Dataset records —
•••
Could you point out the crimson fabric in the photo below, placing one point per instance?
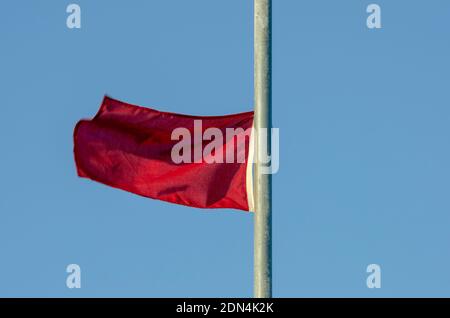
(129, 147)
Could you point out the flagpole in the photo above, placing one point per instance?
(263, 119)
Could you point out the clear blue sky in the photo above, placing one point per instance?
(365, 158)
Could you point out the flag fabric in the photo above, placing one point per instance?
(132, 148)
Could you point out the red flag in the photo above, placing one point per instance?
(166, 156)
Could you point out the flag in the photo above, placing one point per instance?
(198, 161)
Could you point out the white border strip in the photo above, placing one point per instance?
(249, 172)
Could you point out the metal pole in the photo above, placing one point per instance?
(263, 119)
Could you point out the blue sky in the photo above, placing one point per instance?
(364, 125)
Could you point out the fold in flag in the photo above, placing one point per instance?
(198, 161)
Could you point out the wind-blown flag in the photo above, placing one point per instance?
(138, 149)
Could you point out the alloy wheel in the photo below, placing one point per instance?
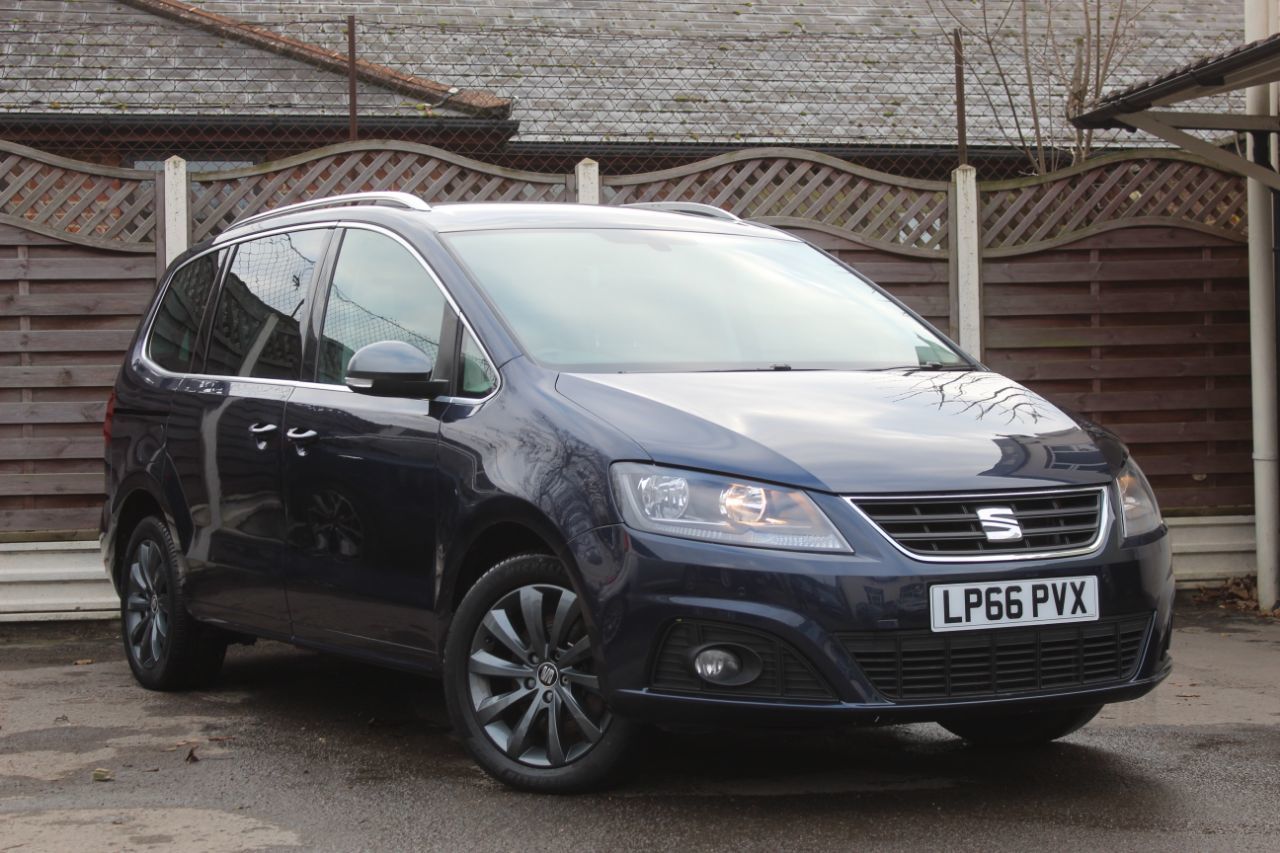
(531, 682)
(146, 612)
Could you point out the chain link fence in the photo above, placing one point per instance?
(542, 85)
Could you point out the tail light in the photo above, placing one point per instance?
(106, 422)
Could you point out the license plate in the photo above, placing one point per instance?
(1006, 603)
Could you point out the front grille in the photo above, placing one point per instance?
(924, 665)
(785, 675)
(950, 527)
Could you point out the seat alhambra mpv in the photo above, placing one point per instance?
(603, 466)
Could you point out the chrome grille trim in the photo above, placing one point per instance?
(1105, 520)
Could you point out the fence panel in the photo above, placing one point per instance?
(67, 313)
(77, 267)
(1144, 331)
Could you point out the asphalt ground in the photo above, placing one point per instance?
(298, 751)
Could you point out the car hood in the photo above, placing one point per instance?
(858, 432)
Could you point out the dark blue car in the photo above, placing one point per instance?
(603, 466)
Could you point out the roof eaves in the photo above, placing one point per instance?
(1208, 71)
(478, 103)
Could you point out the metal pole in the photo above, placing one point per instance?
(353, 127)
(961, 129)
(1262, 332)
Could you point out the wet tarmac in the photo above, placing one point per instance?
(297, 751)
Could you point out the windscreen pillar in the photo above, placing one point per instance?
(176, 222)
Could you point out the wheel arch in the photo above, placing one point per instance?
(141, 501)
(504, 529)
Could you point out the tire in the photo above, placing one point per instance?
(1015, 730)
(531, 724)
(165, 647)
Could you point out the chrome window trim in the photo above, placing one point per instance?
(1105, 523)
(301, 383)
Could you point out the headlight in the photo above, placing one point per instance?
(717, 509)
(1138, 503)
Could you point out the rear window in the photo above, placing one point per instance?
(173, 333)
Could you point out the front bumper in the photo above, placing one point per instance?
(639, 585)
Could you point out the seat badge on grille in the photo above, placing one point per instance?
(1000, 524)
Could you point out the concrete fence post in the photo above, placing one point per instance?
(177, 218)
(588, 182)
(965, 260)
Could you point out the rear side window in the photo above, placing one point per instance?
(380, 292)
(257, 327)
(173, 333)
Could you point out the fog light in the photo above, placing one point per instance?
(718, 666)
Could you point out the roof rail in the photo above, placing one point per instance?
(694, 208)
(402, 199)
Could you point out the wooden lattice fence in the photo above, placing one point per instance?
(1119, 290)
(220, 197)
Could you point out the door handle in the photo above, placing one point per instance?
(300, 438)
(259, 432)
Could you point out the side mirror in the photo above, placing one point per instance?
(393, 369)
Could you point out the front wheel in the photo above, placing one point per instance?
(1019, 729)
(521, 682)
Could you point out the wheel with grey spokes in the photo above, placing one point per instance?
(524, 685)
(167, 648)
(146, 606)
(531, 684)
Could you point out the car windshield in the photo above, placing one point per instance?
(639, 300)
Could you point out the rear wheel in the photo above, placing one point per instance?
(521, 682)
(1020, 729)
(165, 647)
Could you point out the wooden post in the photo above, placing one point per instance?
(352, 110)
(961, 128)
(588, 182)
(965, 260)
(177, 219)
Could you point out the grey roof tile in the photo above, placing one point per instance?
•••
Action item —
Transcribe the listing above verbatim. No picture belongs in the result.

Written solution —
Could you point out the crimson fabric in the photo below, placing one point per instance?
(129, 147)
Could you point out the flagpole in the photo above, placing one point per instance?
(263, 119)
Could you point out the clear blue sky in the photo above, placing one point per instance?
(365, 158)
Could you point out the flag fabric in the photo above, placing one point per instance?
(132, 148)
Could you point out the red flag in the photo above, placing one point per instance?
(166, 156)
Could you point out the flag in the photo above, placing one point per instance?
(198, 161)
Could you point out the white border strip in the photo above, placing one point per instance?
(249, 172)
Could you point out the metal pole in the photo above, placing one point per instance?
(263, 119)
Could you point out the blue sky in the photo above, placing one point per instance?
(364, 125)
Could you point out the fold in flag in the photo above, placing one point per instance?
(198, 161)
Could you point out the wind-blown flag in the photo above, placing one point per instance?
(138, 149)
Could you point out the alloy wheel in the photo below, placing one point per instance?
(531, 682)
(146, 612)
Could you point out the chain link fence in the photo above, placing one point per instance?
(542, 85)
Could you point out the tail light in the photo above, placing one point per instance?
(106, 422)
Could you point out the license plate in the photo above, placing one point per instance?
(1006, 603)
Could you point out the front grille in the photo above, placing one point per instance?
(924, 665)
(785, 675)
(950, 527)
Could you point out the seat alhambra mpv in the photo above, placing one point per instance?
(603, 466)
Could you point out the chrome grille trim in the photo above, placing one point per instance?
(1105, 520)
Could you point out the fence panel in the photo above, placing one point per instance?
(67, 313)
(77, 267)
(1144, 331)
Could you point out the asphalt ground in the photo above, placing one point per instance?
(298, 751)
Could you point out the car hood in the photo above, placing one point per instance?
(858, 432)
Could you point out the dark blue car in the photo above, placing one point per instance?
(603, 466)
Could you point out the roof eaves in the photo above, placing one point per instance?
(1208, 71)
(478, 103)
Could you point out the metal pole in the photo above, placing one point per instance?
(353, 127)
(961, 129)
(1262, 332)
Could you point out the wet tarmac in the photo above, placing one point per instance?
(297, 751)
Could you point out the windscreen pillar in the photo above, placing one point per instance?
(176, 222)
Could you point out the wheel arch in the photo above, placing one point per instance?
(141, 501)
(504, 529)
Could you point out the tire in the photo above, placing one point per instance?
(1015, 730)
(531, 724)
(165, 647)
Could you point out the chrome window trim in the photo above, placing one point per instance?
(1105, 523)
(301, 383)
Could you point out the headlight in the photo above, placing one point per instance?
(717, 509)
(1138, 503)
Could you point out the rear window in the photo above, placing one point per instance?
(173, 333)
Could you point out the front bumper in the photo above, placing one point per instance?
(639, 585)
Could you point out the seat badge on grille in the photo above, placing one point per instance?
(1000, 524)
Could you point out the concrete fence post in the photo above, placing one point per instance?
(177, 218)
(588, 182)
(965, 260)
Could you point out the rear side window in the photo above, placing one point per instance?
(380, 292)
(257, 327)
(173, 333)
Could you point out the fog light in the photo above, placing one point per instance?
(718, 666)
Could you point out the roof rail in the photo above, placing one point per instance?
(694, 208)
(402, 199)
Could you point out the wooden lattice fence in the photo above, placing one point per instance?
(1119, 290)
(220, 197)
Could you point out the door handle in the photo above, placing one point per instance?
(300, 438)
(259, 432)
Could you point out the side mirror in the photo above, placing one point per instance?
(393, 369)
Could you point out the front wheel in the photo above, placing one point per instance?
(1019, 729)
(521, 682)
Could you point out the wheel with grey spokes in the photo above, placing one point per instance?
(524, 685)
(167, 648)
(146, 606)
(531, 684)
Could you point out the car windshield in the photo above, placing one point per instance?
(639, 300)
Could you point out the rear wheel in the photo above, placing one point per instance?
(521, 682)
(1020, 729)
(165, 647)
Could you point out the wooden post in the photo above, placing one point per instance?
(352, 110)
(961, 128)
(588, 182)
(965, 260)
(177, 219)
Could you point out the grey roof tile in the photo above, placing one point per instance?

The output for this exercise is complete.